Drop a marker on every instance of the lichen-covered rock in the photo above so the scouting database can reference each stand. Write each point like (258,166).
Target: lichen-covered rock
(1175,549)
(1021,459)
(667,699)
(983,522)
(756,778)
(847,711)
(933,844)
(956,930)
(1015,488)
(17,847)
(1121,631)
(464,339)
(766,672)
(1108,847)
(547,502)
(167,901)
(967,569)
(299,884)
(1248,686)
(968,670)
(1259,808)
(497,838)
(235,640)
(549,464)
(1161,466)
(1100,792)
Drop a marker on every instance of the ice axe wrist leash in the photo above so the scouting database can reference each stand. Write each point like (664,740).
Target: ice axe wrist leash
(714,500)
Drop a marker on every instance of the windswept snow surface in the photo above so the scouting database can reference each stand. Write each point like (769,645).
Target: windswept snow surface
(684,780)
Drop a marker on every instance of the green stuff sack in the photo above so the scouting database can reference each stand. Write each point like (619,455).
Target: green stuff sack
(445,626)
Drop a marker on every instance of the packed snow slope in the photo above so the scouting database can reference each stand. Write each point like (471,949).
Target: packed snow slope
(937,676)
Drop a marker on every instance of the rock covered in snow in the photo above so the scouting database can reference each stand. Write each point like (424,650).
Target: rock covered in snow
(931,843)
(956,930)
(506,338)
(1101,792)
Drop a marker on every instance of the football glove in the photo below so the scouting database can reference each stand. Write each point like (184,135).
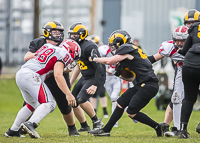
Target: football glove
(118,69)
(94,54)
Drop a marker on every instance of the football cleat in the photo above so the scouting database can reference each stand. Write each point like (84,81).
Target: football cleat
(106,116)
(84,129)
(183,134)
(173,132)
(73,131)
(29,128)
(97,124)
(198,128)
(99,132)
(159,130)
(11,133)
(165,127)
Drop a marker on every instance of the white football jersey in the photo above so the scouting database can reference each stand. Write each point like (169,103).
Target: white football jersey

- - - - -

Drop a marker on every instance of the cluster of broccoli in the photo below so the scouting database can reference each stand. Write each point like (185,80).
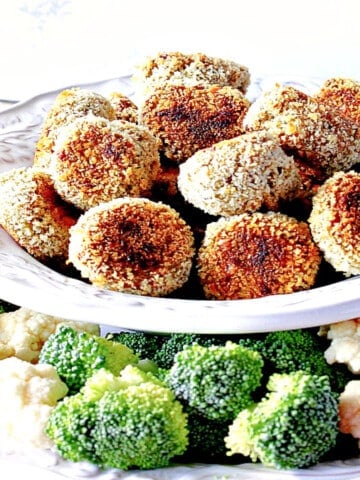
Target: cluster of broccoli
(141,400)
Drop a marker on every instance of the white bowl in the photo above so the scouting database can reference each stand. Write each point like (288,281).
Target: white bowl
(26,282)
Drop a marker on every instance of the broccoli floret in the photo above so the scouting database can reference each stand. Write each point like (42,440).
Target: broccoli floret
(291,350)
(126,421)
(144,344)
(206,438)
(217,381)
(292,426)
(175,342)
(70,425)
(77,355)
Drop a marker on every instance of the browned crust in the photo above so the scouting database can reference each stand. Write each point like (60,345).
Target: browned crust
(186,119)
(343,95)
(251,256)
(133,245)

- - - - -

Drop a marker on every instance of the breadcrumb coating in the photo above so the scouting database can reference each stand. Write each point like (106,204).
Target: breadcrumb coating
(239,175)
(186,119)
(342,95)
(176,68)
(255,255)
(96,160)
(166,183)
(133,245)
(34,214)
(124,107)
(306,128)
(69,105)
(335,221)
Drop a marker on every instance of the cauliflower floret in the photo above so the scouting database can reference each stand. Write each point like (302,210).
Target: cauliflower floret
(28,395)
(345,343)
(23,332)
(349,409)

- - - - -

Track down all lines above with the string "jersey" and copy them.

● **ANSWER SECTION**:
Drop a marker on every instance of the white football jersey in the photo above so the scouting database can reference each stand. Write each point like (169,103).
Target: white football jersey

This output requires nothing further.